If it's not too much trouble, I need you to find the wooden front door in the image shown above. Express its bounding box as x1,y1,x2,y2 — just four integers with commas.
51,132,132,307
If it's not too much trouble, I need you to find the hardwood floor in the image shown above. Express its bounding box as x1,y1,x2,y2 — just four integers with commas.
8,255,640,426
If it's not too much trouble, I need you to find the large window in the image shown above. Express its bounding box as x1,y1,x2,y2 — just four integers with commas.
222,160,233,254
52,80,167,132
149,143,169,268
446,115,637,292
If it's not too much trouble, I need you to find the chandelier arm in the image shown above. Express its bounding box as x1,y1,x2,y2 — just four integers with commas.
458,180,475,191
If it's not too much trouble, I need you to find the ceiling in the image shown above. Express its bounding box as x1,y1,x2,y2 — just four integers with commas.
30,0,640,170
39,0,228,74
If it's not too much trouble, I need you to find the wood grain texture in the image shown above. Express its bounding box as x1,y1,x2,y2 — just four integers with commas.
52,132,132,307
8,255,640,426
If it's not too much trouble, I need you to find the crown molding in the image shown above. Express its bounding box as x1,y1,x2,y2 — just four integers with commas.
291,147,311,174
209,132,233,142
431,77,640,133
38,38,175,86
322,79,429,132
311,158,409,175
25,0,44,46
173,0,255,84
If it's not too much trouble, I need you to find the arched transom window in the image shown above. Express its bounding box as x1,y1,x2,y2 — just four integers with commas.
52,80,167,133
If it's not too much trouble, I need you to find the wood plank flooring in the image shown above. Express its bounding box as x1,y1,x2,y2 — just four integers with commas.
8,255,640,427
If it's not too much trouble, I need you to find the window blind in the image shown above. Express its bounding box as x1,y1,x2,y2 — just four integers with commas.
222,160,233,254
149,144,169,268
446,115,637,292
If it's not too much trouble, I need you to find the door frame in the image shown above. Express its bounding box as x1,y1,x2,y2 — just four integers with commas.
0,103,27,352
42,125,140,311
########
▶ _WORK TO COMPLETE_
Write out all of the records above again, changing "bounding box" to "enclosing box" at each occurrence and keeping everything else the same.

▶ _THE OUTPUT_
If it's not too much trouble, I need you to find the wooden front door in the image shown above. Express its enclosing box as x1,y1,x2,y2 — just four integers with commas.
51,132,132,307
If it's not too much trouble, I need you to find the hardwood floor in the image shown above. Express its enclosing box as x1,y1,x2,y2 — just four integers with commas.
8,255,640,426
If it's not too much trouble, I need you to find the large window in the image shown above. Express its enclosing box as x1,y1,x2,y2 — just four integers with commas.
222,160,233,254
52,80,167,132
149,143,169,268
446,115,637,292
If it's not too much trouble, I need you to find the chandelier arm in the image shown above. Express its enclosing box as x1,y1,x2,y2 — just four integers with commas.
458,180,475,191
If it's not too much trouble, I need you to find the ceiling in the image shown above. Express its enclosing box as x1,y1,x2,y2 — just four integers with commas.
30,0,640,170
39,0,228,74
If it's not too much trouble, I need you to find the wood grain texture in the image shown above. Express its enclosing box as x1,y1,x2,y2 — just four integers with commas.
52,132,132,307
8,255,640,426
If it's not too much trouble, I need you to find the crown molding in the image shown above. Express its enclosing box as x1,y1,x2,y2 — just four integers with commas.
291,147,311,174
209,132,233,142
431,77,640,133
38,38,175,86
322,79,429,132
311,158,409,175
25,0,44,46
173,0,255,84
If it's not too much trouble, I need you to find the arched transom window in the image shown above. Express its enclosing box as x1,y1,x2,y2 — just four integers with commas.
52,80,167,133
If it's not too much trouble, I need you to find the wood plank flooring in the image shown above. Express its enclosing box as x1,y1,x2,y2 — just four integers with commas.
8,255,640,427
If it's not too much trouble, I need you to find the window blind in the image shown above. Express its enclosing box as x1,y1,x2,y2 — just four integers with commas.
222,160,233,254
149,144,169,268
446,115,637,292
If it's not too much trouble, I need you to find the door frame in the image shown above. Express its enclosing box as x1,y1,x2,y2 — just four integers with commas.
0,103,27,352
42,125,140,311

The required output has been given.